**ACTIVITIES**
1. Reproduce everything in the memoir excerpt from "Returning to conformism." down to "of its instruments.".
2. According to the memoir excerpt, where did the fanzine makers meet?
3. Continue the memoir excerpt on conformism and fanzines from its final sentence.

**EXTRACT TO READ**
——

Returning to conformism. Just like others were shaped by protest in those days, I was shaped by opportunism. I was one of those who never spoke, who had been pressured into silence, into a space from which no “I don’t want to” or “I don’t agree” ever resounds. Such people constitute the majority of society. This is of course connected with my subsequent decision to become an artist. I believe that good art should be conformist, because, as I said, opportunism is how we communicate with the majority. To be efficient, art has to have a proper social impact, and in order to be well received by the public, it has to use conformism as one of its instruments.
My first conscious public activity was printing fanzines with my fellow students at the teacher training college that I attended in 1988-1990. We met at our friend Paweł Nowicki in a block of flats in Chomiczówka, a neighbourhood in northern Warsaw. We drank a lot of alcohol in those days, and we smoked a lot. We wrote, made drawings and collages, and then assembled it all into a zine. Those zines had names like Pure Potato, Gaz-ette, Nerves des Menschen, and so on. We mimeographed them at a copy shop where a friend’s mother worked, his name was Heniek. We then distributed them among our fellow students at the teacher training college. That was the first time I was consciously, publicly manifesting my views. It turned out we had won our readers’ hearts and minds. Let me quote the motto of one of those zines, as it well reflects our radical attitudes at the time: “Let’s grab the knives and go beyond the seas / of blood, beyond the read seas.”

——

**EXCERPTED RECORDS**
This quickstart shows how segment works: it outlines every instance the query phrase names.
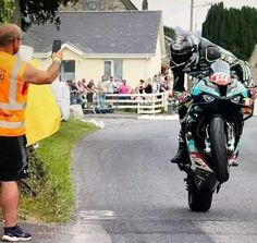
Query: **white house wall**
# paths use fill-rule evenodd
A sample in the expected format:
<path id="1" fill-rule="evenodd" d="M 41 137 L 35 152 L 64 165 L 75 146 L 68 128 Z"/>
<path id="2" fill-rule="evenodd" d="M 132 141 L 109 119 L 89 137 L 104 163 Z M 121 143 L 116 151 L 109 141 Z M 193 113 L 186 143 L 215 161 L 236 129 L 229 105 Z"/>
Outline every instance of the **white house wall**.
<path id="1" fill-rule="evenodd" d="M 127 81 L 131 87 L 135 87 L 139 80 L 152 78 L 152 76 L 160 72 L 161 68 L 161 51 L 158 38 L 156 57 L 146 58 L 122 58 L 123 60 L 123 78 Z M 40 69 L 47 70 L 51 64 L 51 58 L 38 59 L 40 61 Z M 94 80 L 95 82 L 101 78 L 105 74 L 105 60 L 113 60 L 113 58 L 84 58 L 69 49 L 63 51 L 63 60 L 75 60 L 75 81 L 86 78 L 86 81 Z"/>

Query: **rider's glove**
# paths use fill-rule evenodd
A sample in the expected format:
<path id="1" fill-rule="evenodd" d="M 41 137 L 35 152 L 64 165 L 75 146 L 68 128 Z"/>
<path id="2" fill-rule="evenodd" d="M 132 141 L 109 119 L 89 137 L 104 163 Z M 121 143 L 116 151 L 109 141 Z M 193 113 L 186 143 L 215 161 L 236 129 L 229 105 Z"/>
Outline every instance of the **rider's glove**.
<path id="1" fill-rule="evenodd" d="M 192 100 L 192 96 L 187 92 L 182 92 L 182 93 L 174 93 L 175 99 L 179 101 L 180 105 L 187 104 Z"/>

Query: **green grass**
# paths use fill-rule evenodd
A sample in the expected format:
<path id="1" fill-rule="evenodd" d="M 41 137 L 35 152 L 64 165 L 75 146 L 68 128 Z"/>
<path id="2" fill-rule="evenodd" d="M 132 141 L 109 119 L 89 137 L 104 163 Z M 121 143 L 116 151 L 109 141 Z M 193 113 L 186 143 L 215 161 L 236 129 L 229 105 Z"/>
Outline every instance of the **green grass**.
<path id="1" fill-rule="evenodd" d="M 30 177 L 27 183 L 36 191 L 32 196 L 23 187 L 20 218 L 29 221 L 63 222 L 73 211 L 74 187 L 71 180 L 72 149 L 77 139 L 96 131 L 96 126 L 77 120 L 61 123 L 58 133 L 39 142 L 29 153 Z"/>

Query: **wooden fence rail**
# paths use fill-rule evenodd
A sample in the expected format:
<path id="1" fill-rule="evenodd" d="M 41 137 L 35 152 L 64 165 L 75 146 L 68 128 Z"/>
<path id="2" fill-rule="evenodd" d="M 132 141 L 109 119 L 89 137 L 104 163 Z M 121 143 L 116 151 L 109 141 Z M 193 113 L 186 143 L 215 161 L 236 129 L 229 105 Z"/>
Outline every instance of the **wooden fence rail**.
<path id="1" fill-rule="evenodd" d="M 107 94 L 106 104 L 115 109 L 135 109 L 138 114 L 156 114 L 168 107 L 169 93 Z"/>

——

**OUTPUTS FOR THE TASKS**
1.
Returning to conformism. Just like others were shaped by protest in those days, I was shaped by opportunism. I was one of those who never spoke, who had been pressured into silence, into a space from which no “I don’t want to” or “I don’t agree” ever resounds. Such people constitute the majority of society. This is of course connected with my subsequent decision to become an artist. I believe that good art should be conformist, because, as I said, opportunism is how we communicate with the majority. To be efficient, art has to have a proper social impact, and in order to be well received by the public, it has to use conformism as one of its instruments.

2. At their friend Paweł Nowicki's, in a block of flats in Chomiczówka, a neighbourhood in northern Warsaw.

3.
The successive issues, each of which had a print run of about 100 copies, were highly popular. Later the making of fanzines turned into the making of art. The transition was actually very smooth. In 1991, when I had already become a student of the Kowalski Studio, we organized a recapitulation of our fanzine-making group. It was a poetry exhibition at the Stolica cinema at Narbutta street in Warsaw. During that time, we grew onions on the window sills, and eventually boiled our poems using a big immersion heater.
An important influence in those days was the high-school experience. The first conscious experience of ideological oppression, unbearably, devastating. All the courses were infected with communist ideology: history, Polish literature, Russian language, civics. The only way I could protest was by playing the truant. Truancy was one of the purest joys of my life and I’ve practiced it with satisfaction to this day.
Shmuel Erlich, the psychoanalyst, once asked me, “How come you are what you are and how have you arrived at this point in your life?” I am where I am because I wanted to determine my future – for instance, I joined Krytyka Polityczna – me, a man who never belonged anywhere – joined a political party because besides turning my leftwing sympathies into reality I wanted to learn group action, compromise-making, and at least a little bit of politics. I like Volker Schlöndorff’s Homo Faber, a film that says that rationality is one part of the world, and the other part we don’t know. We don’t know it and yet it’s also where our fate is shaped. But art is a good instrument for learning about this other part of reality. In spite of everything, like in the 1980s, there has persisted in me this socio-pathic element, something anti-social that detaches me from mainstream reality. This “absence” returns to me in the opinions of other people, telling me to speak little, to keep silent. I share this silence, in a way, with all those people who have always been too silent. This is precisely the world that I come from. Sure, my voice has become audible today. Still, its context, just as the context for all the others who speak in an audible voice, is vast expanses of silence.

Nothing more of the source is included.